GIVEN EXERCISE:
Count the lines in the listing below that contain the string "target", treating uppercase and lowercase as different. Reply with the number alone.
── MATERIALS PROVIDED
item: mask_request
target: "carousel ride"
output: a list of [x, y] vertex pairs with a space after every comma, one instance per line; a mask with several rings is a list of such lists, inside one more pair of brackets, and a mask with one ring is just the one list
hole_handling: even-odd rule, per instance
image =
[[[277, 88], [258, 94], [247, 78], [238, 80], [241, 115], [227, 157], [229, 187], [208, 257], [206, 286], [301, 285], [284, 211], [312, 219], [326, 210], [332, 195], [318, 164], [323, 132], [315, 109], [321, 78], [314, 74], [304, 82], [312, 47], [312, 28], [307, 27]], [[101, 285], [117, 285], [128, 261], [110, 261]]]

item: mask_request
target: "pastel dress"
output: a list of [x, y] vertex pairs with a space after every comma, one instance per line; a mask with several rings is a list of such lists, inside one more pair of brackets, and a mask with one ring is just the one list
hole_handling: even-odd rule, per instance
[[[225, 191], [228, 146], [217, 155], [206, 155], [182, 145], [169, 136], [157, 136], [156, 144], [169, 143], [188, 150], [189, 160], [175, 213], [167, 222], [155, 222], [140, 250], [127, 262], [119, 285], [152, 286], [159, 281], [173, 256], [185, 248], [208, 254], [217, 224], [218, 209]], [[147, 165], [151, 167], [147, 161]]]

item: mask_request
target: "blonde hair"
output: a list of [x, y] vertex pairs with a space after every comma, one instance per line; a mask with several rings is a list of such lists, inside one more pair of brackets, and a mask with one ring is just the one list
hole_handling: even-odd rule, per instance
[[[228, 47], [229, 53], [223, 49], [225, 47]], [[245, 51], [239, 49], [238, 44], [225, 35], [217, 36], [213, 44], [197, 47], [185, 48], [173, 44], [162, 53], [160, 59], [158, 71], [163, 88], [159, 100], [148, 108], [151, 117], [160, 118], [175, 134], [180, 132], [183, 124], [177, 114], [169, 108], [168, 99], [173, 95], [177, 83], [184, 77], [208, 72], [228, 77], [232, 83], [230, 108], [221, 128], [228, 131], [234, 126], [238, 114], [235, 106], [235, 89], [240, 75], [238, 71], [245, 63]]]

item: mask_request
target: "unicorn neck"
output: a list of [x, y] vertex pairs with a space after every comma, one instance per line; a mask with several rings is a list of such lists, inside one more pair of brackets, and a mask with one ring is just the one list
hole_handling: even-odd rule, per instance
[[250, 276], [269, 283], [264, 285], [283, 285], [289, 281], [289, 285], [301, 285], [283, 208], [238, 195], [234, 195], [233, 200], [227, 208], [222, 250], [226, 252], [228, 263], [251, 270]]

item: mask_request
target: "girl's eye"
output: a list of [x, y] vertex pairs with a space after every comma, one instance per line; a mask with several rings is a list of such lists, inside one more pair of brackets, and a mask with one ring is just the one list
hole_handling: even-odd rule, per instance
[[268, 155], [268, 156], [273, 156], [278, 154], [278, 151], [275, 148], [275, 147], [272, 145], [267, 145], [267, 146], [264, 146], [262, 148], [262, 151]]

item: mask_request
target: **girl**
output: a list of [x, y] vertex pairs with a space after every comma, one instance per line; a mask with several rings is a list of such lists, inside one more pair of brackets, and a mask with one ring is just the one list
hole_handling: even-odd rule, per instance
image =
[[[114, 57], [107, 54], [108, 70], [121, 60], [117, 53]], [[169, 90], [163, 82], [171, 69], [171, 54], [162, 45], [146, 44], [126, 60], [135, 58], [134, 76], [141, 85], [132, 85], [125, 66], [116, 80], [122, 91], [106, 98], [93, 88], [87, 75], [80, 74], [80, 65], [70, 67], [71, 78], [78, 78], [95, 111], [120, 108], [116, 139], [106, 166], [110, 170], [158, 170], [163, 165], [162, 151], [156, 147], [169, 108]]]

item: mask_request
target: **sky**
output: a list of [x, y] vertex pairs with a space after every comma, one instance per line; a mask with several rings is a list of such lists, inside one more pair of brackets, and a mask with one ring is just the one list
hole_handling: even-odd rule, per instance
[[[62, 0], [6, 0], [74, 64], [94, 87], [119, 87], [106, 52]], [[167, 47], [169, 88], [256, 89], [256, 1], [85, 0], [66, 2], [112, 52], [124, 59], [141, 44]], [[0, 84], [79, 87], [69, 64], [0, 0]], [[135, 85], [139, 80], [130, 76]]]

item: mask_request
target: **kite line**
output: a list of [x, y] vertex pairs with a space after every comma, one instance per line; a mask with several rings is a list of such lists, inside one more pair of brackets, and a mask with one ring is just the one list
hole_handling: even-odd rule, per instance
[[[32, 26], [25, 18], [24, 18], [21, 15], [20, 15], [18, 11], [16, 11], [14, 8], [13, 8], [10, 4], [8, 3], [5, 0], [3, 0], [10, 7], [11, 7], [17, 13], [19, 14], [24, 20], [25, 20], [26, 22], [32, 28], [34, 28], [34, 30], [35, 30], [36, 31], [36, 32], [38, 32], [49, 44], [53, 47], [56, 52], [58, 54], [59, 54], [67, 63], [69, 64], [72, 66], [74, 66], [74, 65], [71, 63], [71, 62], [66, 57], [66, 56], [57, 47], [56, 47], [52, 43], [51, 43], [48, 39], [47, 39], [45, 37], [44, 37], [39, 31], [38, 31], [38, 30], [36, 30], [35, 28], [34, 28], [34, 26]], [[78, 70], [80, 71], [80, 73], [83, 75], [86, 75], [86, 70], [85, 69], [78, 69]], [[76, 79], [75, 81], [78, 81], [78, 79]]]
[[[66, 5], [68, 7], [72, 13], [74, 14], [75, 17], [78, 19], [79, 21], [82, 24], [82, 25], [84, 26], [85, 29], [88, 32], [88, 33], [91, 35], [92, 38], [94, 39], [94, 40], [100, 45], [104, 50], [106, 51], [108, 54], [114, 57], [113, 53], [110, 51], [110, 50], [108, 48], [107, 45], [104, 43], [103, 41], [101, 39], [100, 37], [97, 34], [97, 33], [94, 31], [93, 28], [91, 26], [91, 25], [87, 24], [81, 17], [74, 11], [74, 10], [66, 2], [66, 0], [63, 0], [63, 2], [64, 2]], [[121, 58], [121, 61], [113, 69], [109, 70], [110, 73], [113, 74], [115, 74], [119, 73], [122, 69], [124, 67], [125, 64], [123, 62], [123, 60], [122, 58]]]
────
THE RESPONSE:
8